Passage shown ::

------

Tuesday, February 03, 2009

Rorschach Test

The various reactions to Sarah Palin turn on what one wanted to see in her, says RedState.

Question: To my surprise, the liberal media was strikingly effective at pasting Palin as dumb, or at least uninformed. (For conservatives, nothing new there.) But, outside of the small committed conservative base, can Palin, or any politician, recover from such a first impression? In other words, can an inkblot change its spots?


See also Yuval Levin's The Meaning of Sarah Palin in Commentary:
[H]er views on matters of cultural and social controversy very quickly became the chief focus of media attention, liberal criticism, and pundit analysis. Palin was assigned every view and position the Left considered unenlightened, and the response to her brought into the light all manner of implicit liberal assumptions about cultural conservatives. We were told that Palin was opposed to contraception, advocated teaching creationism in schools, and was inclined to ban books she disagreed with. She was described as a religious zealot, an anti-abortion extremist, a blind champion of abstinence-only sex education. She was said to have sought to make rape victims pay for their own medical exams, to have Alaska secede from the Union, and to get Pat Buchanan elected President. She was reported to believe that the Iraq war was mandated by God, that the end-times prophesied in the Book of Revelation were nearing and only Alaska would survive, and that global warming was purely a myth. None of this was true.

------

Given information ::
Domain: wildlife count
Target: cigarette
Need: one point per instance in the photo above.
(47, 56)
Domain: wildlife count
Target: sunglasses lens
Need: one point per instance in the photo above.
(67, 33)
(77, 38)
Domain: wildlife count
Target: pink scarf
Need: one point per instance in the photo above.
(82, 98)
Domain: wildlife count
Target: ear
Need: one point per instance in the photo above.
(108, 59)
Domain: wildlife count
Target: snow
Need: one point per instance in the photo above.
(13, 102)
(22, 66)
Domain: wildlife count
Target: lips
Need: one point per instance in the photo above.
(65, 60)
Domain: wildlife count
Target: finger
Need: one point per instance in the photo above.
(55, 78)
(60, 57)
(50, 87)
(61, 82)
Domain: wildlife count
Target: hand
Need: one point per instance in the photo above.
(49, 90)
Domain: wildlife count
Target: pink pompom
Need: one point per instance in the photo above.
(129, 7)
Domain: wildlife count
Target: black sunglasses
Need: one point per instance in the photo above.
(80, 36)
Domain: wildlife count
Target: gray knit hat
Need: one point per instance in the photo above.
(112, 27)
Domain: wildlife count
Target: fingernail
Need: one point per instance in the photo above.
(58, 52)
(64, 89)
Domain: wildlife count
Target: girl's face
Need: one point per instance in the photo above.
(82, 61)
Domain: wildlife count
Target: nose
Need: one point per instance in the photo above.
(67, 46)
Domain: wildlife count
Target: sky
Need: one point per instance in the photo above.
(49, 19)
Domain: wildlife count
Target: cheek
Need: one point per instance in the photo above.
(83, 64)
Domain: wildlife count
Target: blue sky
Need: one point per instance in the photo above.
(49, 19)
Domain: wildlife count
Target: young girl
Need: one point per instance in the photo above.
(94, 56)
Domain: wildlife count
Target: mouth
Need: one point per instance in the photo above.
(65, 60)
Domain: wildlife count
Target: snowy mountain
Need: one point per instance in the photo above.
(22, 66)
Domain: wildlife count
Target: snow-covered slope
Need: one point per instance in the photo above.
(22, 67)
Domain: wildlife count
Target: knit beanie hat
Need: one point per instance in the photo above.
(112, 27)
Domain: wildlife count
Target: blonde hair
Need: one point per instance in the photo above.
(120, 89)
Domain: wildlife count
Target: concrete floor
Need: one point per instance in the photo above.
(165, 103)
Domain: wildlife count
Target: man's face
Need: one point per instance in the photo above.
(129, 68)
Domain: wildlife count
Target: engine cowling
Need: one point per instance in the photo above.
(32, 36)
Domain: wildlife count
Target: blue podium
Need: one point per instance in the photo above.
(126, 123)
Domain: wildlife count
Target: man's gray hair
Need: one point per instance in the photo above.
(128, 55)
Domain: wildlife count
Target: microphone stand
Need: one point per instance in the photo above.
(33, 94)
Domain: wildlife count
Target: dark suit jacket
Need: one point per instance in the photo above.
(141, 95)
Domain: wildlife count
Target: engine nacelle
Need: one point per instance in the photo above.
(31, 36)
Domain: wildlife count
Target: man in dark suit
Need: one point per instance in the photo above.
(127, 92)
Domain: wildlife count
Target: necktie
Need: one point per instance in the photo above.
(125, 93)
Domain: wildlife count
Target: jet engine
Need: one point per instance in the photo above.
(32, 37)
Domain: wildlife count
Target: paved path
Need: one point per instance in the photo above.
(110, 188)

------

What to work on ::
Reproduce the passage of the Sarah Palin post that begins with the words containing "Question: To my" and ends with "change its spots?".

Response below ::
Question: To my surprise, the liberal media was strikingly effective at pasting Palin as dumb, or at least uninformed. (For conservatives, nothing new there.) But, outside of the small committed conservative base, can Palin, or any politician, recover from such a first impression? In other words, can an inkblot change its spots?